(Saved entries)
━━━━━━━━━━━━━━━━━━━━
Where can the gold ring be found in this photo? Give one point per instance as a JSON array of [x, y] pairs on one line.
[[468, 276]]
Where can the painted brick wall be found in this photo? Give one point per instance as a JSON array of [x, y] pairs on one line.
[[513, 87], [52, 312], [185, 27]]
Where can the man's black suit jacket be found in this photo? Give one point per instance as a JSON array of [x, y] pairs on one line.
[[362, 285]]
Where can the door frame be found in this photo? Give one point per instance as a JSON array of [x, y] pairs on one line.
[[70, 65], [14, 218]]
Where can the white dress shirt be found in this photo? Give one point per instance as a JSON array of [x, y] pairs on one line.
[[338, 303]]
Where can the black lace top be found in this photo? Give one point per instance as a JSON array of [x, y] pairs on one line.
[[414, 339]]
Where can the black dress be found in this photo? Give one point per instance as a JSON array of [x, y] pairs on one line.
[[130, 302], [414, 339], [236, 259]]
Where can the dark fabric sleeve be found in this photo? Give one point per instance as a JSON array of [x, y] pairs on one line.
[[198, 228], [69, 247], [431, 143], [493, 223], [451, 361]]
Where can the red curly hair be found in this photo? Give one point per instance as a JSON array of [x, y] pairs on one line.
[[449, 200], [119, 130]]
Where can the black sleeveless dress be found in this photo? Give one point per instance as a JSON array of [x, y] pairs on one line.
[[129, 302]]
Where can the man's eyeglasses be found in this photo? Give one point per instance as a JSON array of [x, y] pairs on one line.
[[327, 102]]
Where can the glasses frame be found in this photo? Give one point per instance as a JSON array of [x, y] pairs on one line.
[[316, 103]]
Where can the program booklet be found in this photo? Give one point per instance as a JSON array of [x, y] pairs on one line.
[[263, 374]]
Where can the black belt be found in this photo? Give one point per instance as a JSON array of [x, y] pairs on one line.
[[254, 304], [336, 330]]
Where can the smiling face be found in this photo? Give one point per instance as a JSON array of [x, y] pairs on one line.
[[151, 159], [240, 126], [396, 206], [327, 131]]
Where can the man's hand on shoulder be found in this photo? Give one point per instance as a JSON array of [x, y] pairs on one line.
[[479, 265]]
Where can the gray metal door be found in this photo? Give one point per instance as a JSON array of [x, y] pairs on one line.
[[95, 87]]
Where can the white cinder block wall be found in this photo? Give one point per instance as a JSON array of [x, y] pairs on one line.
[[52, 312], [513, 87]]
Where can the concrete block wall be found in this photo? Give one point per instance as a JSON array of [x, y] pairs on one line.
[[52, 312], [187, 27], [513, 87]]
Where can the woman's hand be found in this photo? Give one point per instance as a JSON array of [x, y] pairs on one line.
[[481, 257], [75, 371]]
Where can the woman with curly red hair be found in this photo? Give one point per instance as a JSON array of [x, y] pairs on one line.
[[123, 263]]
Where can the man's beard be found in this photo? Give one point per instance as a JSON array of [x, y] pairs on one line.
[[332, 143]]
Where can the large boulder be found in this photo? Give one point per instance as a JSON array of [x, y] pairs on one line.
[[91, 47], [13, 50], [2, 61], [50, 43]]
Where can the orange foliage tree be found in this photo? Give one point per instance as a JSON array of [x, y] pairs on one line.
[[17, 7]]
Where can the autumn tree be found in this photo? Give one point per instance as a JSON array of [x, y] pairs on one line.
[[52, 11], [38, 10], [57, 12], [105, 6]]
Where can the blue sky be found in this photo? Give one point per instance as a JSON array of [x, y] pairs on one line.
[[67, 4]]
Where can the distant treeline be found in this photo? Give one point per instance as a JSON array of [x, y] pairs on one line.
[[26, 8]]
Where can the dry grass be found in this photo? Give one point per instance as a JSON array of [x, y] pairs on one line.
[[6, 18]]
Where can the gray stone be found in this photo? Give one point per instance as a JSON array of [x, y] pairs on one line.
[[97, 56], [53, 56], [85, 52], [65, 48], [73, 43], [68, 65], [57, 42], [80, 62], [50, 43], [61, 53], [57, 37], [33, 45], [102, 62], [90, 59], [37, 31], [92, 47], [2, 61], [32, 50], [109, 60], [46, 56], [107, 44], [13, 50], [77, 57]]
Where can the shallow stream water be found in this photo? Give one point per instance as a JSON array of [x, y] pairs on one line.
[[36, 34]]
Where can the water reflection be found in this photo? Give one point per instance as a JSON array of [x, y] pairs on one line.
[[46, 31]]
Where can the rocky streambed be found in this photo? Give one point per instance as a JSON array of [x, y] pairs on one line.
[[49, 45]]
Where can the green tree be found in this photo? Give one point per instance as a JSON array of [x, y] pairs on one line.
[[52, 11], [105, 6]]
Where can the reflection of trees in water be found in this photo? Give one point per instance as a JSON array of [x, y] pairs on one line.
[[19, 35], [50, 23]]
━━━━━━━━━━━━━━━━━━━━
→ **Problem to solve**
Write the records out again. Keep every line exactly as it is.

→ **Answer space**
Where can the gold ring be found in this photo? Give one point per instance as a JSON array of [x, y] pairs on one line.
[[468, 276]]
Where can the painted brick wall be found in this photo? Give one point per instance as a JSON array of [x, y] pairs on one line.
[[513, 87], [52, 312], [185, 27]]
Where can the man's black suit jacket be found in this photo? Give one point per instance as a JSON array of [x, y] pairs on one line.
[[362, 285]]
Where can the door frame be found in this photo? Give one point per instance as a JSON array of [x, y] pairs on one line.
[[70, 65], [14, 218]]
Where can the white dress shirt be found in this photo? Give one point per instance as a JSON array of [x, y] pairs on one line.
[[338, 303]]
Where can the black lace top be found in this photo? Give one point per instance as a JSON array of [x, y] pairs on one line.
[[414, 339]]
Where can the black dress be found in this photo? Give one point per instance as a JSON array of [x, y] pairs on one line.
[[130, 302], [414, 339], [236, 259]]
Where can the dark fabric sleeve be found in this photo? Give one point per instance as a JSON array of [x, y] pairs on one line.
[[198, 228], [69, 247], [431, 143], [493, 223], [451, 361]]
Where can the red curly hair be found in this photo? Give one point per instance as a JSON array of [x, y] pairs on one line.
[[449, 200], [119, 130]]
Where can the black sleeveless dress be found in this photo? Give one point per instance as a JSON array of [x, y] pairs on one line.
[[129, 302]]
Where can the man's eyeglasses be found in this photo? Give one point per instance as a JSON array of [x, y] pairs on one line.
[[327, 102]]
Where can the glasses frame be found in this photo? Give one point per instance as a JSON array of [x, y] pairs on one line.
[[316, 103]]
Where can the program booklet be found in this photo? Give one point per instance as a JSON array of [x, y] pairs on one line.
[[263, 374]]
Where can the black belt be found in this photo? Give one point per instance as a JSON array of [x, y] pairs on one line.
[[254, 304], [336, 330]]
Where can the smiling face be found in this photo? Give one point per instance as a JSON array of [x, y] pairs on one line.
[[151, 159], [240, 126], [396, 206], [327, 131]]
Where can the man's hand on shoulder be found in this photo? Give one point per instance as a JSON array of [x, y] pairs on one line.
[[479, 265]]
Where can the gray metal door be found in this photo? Give one point per instance as a JSON array of [x, y] pairs on one line.
[[95, 87]]
Where can the white cinder block wall be found in this photo? Give one point per instance as a JSON array of [x, y] pairs on one line.
[[52, 312], [513, 87]]
Where can the concrete block wall be found in this photo? Give one point per instance as a JSON array of [x, y] pairs on one line.
[[52, 312], [187, 27], [513, 87]]
Where can the woman's hand be found in this photo? Give one point per instance as a JSON array of [x, y] pairs on one line.
[[481, 257], [75, 371]]
Where can the woman with curly red hair be found in this photo? Give one point per instance as a JSON array of [x, y] pairs on one line.
[[123, 263]]
Where can the man's beard be found in this photo? Give one point per instance as a JSON array of [x, y] pairs on one line.
[[332, 143]]
Where can the large boulder be found in this photo? Give one point per instance as a JSON array of [x, y] pairs on one line.
[[91, 47], [13, 50], [2, 61], [50, 43]]
Where can the orange foliage tree be found in this photo? Give one point per instance as a JSON array of [x, y] pairs on one line.
[[17, 7]]
Where can the autumn tree be found in this photo? Give one point per instance as a JSON array of [x, y] pairs on one line.
[[52, 11], [38, 10], [57, 12], [105, 6]]
Where can the blue sky be found in this photo? Give one point per instance as a JSON array of [x, y] pairs on one line.
[[67, 4]]
Where can the distant treeline be found in this photo? Give one point per instance as a JSON array of [x, y] pairs on one line.
[[26, 8]]
Where can the dry grass be found in this photo? Give one point per instance as a JSON array of [x, y] pairs on one line.
[[6, 18]]
Where can the gray stone be found in this photo? Give one point per instance as a JSON array of [x, y] pairs on one line.
[[97, 56], [53, 56], [85, 52], [65, 48], [73, 43], [68, 65], [57, 42], [80, 62], [50, 43], [61, 53], [57, 37], [33, 45], [102, 62], [90, 59], [37, 31], [92, 47], [2, 61], [32, 50], [109, 60], [46, 56], [107, 44], [13, 50], [77, 57]]
Where can the shallow stream water be found in this photo? Give one point per instance as a JSON array of [x, y] pairs on one line.
[[36, 34]]
Where can the water reflection be found in this photo? Give one point per instance as a JSON array of [x, y] pairs on one line.
[[46, 31]]
Where can the rocky streambed be found in this photo? Give one point per instance as a JSON array of [x, y] pairs on one line.
[[49, 45]]
Where can the green tree be found in this photo? Give one point per instance as a JSON array of [x, y] pairs on one line.
[[52, 11], [105, 6]]
Where can the reflection of trees in water be found in this photo? Give one point per instance as a JSON array of [x, y] pairs on one line.
[[19, 35], [50, 23]]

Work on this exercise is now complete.